Work request A
From the passage on transthyretin cardiac amyloidosis, reproduce the portion starting at "Currently, definitive diagnosis" and ending at "achieved widespread adaptation.".
Work request B
Answer these questions using the passage on transthyretin cardiac amyloidosis:
(i) What percentage of African American individuals carry the V122I mutation?
(ii) What three things does definitive diagnosis of ATTR cardiomyopathy currently require?
(iii) For which patients may the clinical algorithm be useful in identifying ATTR V122I amyloidosis?

Text under study
Conclusions and Relevance  A prediction model using circulating RBP4 concentration and readily available clinical parameters accurately discriminated ATTR V122I amyloidosis from nonamyloid HF in a case-matched cohort. This clinical algorithm may be useful for identification of ATTR V122I amyloidosis in elderly African American patients with HF.

Transthyretin cardiac amyloidosis (ATTR) results from misaggregation and myocardial deposition of wild-type (ATTRwt) or mutated (ATTRm) transthyretin (TTR) protein, increasing ventricular wall thickness, inducing heart failure (HF), and ultimately causing death.^1,2 Several single amino acid substitutions have been associated with ATTRm cardiac amyloidosis. Most notably, substitution of valine for isoleucine at codon 122 of the transthyretin (TTR) gene (V122I) (OMIM 176300) constitutes one of the most prevalent familial TTR amyloidoses in the United States. The V122I mutation is present in 3.43% of African American individuals³ but generally absent in white individuals.⁴ ATTRm V122I amyloidosis carries significant morbidity and mortality.^1,5 Unfortunately, identification generally occurs after the development of symptoms, and a large number of cases are misdiagnosed or undiagnosed.^6,7 Recent advances in pharmacologic therapy for ATTR have led to the development of targeted treatments with promising results in clinical trials.^8-10 Therefore, there is a pressing need for better testing to permit recognition of disease and to differentiate ATTR V122I amyloidosis from other causes of HF in at-risk patients.

Currently, definitive diagnosis of ATTR cardiomyopathy requires Congo red staining of a cardiac biopsy specimen, biochemical or immunochemical demonstration of TTR as the pathologic protein, and TTR genotyping. Although cardiac magnetic resonance imaging can identify cardiac amyloidosis,¹¹ it does not provide conclusive information regarding amyloid disease type. Bone-avid technetium Tc 99m pyrophosphate and 3,3-diphosphono-1,2-propanodicarboxylic acid scintigraphy (DPD) techniques are rapidly emerging as tools for cardiac ATTR identification¹²; however, these tests require experience to perform and interpret and, although increasing in use, have not yet achieved widespread adaptation.

Provided data

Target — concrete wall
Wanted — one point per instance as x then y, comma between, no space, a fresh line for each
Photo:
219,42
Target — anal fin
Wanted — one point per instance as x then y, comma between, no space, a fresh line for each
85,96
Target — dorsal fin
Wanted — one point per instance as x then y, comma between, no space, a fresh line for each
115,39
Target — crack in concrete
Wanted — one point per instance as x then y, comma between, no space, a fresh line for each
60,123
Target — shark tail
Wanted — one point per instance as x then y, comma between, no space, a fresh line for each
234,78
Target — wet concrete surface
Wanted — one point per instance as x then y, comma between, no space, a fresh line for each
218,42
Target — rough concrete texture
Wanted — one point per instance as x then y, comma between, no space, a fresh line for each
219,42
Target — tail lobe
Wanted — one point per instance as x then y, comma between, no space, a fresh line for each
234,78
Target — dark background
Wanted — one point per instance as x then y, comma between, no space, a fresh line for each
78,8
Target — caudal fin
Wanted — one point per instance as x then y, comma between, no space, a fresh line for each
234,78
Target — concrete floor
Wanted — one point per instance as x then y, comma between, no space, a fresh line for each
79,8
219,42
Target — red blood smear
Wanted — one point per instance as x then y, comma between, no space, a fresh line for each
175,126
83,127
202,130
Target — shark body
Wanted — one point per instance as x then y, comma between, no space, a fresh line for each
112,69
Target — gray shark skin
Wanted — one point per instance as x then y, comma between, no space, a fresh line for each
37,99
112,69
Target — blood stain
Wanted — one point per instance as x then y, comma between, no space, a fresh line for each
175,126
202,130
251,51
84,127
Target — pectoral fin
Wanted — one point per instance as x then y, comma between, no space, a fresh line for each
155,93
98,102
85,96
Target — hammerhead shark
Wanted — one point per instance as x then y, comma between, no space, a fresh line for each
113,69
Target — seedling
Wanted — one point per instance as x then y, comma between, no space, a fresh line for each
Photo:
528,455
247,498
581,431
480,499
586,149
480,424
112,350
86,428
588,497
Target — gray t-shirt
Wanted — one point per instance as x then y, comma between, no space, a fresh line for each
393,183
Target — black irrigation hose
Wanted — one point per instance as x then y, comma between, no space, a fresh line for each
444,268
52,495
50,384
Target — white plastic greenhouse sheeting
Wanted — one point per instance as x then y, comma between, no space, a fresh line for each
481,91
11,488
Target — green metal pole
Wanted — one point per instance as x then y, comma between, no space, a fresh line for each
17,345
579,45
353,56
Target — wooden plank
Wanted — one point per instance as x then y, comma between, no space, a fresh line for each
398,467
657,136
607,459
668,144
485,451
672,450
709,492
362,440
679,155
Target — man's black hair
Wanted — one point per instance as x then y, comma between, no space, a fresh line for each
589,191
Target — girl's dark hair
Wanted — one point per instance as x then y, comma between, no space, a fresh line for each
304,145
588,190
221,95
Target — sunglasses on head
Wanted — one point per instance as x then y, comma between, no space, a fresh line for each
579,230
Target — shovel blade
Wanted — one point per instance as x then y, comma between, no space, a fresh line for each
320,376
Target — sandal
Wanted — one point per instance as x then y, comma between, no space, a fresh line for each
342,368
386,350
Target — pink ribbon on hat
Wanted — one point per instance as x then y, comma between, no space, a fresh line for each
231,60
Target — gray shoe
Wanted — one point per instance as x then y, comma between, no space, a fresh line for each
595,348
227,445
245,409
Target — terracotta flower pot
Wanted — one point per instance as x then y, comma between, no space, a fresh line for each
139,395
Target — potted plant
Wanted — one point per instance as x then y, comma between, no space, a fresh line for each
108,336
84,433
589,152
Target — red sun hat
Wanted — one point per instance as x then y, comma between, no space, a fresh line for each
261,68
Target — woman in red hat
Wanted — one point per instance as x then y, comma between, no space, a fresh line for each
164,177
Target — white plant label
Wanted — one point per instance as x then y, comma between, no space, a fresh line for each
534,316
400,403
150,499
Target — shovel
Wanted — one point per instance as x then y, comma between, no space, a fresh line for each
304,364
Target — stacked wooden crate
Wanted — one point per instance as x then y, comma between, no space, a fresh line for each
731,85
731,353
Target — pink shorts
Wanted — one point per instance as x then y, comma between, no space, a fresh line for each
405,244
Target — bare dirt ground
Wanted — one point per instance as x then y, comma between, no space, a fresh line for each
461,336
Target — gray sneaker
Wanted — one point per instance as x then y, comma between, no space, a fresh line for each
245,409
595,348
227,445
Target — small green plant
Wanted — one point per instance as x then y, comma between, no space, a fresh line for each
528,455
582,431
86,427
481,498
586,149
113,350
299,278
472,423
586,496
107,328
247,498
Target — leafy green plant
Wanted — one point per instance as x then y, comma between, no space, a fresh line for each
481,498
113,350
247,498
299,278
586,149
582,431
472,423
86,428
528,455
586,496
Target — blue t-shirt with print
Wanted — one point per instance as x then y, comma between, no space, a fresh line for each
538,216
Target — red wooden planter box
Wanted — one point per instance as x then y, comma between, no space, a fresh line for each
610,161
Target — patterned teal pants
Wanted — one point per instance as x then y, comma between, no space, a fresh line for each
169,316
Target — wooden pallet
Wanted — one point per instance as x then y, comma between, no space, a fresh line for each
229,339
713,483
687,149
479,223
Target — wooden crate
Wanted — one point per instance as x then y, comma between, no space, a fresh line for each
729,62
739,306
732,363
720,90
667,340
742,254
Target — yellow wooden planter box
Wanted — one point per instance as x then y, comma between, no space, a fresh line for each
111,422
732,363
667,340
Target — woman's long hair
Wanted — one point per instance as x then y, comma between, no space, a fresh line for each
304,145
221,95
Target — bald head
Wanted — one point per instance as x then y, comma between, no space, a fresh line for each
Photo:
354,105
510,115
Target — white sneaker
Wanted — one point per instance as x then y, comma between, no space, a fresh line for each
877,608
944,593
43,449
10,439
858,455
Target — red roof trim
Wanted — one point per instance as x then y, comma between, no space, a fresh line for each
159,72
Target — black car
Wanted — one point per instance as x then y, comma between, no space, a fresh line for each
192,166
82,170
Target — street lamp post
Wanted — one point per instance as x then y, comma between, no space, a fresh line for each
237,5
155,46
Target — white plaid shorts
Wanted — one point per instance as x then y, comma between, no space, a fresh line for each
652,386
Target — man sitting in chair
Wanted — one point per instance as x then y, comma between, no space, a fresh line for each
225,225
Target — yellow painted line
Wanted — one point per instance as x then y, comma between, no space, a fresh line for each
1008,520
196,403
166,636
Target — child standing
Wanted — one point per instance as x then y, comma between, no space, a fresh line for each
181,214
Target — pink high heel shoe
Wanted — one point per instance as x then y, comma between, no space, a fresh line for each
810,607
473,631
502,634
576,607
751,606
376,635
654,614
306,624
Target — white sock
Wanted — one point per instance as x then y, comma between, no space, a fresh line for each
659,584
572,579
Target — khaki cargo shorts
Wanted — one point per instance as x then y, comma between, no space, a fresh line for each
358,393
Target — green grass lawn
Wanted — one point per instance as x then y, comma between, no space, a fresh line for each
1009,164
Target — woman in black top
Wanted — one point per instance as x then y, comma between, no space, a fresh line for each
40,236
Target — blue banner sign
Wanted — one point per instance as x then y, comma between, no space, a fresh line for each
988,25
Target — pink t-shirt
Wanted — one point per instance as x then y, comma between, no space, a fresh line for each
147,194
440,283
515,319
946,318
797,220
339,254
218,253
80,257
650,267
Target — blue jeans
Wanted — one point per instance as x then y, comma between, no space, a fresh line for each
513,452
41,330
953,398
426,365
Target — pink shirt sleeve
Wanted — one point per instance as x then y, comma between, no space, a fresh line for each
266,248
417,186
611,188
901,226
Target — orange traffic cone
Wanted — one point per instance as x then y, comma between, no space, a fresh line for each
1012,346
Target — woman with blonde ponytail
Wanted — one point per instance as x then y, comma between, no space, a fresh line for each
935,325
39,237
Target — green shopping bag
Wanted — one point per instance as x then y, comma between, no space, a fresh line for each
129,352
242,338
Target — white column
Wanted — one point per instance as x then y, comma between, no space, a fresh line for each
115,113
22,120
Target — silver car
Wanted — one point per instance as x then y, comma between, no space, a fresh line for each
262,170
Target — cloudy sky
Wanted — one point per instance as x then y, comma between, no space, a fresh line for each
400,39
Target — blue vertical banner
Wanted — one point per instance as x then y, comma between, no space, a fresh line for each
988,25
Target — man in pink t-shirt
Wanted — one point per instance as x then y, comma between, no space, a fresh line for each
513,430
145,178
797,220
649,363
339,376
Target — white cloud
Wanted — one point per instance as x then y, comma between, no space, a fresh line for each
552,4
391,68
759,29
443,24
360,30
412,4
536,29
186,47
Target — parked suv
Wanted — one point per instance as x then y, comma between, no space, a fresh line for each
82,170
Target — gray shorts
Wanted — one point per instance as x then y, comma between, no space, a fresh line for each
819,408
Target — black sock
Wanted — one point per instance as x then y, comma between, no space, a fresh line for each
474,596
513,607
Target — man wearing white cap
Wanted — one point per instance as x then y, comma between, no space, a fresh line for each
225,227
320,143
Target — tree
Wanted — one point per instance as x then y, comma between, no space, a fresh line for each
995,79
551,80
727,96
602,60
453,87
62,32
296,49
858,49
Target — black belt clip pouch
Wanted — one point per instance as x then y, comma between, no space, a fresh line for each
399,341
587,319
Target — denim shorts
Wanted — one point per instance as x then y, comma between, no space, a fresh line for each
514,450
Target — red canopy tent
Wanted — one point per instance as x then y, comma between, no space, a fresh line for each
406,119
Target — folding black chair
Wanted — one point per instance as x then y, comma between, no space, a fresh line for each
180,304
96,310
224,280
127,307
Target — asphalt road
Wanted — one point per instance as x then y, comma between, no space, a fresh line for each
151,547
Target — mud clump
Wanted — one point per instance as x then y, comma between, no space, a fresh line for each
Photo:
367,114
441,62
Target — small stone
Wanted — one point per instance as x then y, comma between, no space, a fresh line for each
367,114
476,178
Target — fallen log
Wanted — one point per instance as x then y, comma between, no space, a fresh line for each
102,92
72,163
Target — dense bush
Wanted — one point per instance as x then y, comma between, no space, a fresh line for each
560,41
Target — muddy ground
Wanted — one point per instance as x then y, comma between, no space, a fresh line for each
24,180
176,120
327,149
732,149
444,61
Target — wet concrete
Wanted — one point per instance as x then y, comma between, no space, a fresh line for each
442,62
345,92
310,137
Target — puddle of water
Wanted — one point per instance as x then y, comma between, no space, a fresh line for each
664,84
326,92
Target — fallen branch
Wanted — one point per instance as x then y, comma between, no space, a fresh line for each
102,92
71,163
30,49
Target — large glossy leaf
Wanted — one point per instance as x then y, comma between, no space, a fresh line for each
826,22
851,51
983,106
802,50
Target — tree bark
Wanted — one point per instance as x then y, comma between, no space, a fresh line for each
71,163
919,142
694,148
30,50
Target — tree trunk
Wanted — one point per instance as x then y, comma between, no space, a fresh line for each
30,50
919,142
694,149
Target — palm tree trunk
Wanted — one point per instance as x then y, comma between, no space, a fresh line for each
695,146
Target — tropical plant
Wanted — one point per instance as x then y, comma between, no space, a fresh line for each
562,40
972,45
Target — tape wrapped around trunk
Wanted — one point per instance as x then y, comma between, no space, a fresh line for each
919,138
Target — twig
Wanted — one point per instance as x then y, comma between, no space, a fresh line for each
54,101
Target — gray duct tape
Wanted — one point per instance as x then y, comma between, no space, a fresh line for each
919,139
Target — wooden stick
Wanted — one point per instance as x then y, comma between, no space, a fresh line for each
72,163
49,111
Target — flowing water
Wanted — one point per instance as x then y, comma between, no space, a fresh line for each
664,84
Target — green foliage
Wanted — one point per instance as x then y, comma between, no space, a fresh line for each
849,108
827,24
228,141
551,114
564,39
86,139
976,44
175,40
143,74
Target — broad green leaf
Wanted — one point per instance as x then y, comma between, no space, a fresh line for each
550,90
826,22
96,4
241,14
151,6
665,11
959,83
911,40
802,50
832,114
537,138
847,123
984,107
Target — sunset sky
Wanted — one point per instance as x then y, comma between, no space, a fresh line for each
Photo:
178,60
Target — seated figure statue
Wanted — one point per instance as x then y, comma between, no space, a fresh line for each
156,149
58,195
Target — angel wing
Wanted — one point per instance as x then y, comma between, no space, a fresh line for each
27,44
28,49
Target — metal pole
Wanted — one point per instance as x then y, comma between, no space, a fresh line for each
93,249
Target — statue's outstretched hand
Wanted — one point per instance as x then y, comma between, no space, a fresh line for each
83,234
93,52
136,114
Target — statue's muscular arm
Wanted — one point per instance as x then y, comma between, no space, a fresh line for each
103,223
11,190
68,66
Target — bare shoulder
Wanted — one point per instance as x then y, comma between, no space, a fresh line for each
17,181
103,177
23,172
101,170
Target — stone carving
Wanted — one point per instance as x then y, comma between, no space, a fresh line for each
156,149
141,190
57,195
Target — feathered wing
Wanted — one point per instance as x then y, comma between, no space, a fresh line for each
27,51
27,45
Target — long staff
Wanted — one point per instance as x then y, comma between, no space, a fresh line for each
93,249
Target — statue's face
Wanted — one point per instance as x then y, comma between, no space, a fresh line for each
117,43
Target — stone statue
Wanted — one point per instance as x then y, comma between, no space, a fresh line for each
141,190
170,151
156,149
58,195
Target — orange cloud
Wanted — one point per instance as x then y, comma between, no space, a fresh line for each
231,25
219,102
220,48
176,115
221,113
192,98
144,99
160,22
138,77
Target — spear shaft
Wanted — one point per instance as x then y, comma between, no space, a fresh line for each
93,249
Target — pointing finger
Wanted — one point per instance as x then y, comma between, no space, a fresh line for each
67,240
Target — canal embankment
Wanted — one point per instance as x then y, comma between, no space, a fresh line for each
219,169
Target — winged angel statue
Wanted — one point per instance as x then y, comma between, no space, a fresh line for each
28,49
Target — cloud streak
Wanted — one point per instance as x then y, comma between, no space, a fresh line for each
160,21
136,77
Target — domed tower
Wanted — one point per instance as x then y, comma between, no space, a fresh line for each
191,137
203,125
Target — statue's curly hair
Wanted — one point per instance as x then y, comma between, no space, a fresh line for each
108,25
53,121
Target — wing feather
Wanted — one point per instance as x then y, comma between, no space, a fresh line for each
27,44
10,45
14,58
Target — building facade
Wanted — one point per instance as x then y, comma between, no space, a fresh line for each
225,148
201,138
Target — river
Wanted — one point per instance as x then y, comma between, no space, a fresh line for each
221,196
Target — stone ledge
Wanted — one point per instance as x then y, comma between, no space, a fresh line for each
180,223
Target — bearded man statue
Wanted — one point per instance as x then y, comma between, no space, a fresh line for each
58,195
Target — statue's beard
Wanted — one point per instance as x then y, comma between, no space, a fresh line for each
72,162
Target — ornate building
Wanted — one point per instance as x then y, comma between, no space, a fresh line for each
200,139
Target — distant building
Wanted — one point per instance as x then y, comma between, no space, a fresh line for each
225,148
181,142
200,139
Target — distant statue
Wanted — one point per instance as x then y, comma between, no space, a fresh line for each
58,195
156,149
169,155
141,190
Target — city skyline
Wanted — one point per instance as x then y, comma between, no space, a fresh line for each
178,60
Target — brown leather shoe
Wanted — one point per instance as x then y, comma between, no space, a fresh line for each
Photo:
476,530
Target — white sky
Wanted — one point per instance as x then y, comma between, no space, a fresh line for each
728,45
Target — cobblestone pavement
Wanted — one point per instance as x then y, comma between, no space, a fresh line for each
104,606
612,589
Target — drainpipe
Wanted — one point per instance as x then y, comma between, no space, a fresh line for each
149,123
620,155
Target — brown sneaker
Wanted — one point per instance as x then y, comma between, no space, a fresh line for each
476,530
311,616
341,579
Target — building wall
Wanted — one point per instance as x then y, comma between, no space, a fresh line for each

Problem solution A
Currently, definitive diagnosis of ATTR cardiomyopathy requires Congo red staining of a cardiac biopsy specimen, biochemical or immunochemical demonstration of TTR as the pathologic protein, and TTR genotyping. Although cardiac magnetic resonance imaging can identify cardiac amyloidosis,¹¹ it does not provide conclusive information regarding amyloid disease type. Bone-avid technetium Tc 99m pyrophosphate and 3,3-diphosphono-1,2-propanodicarboxylic acid scintigraphy (DPD) techniques are rapidly emerging as tools for cardiac ATTR identification¹²; however, these tests require experience to perform and interpret and, although increasing in use, have not yet achieved widespread adaptation.

Problem solution B
(i) 3.43%
(ii) Congo red staining of a cardiac biopsy specimen, biochemical or immunochemical demonstration of TTR as the pathologic protein, and TTR genotyping
(iii) Elderly African American patients with HF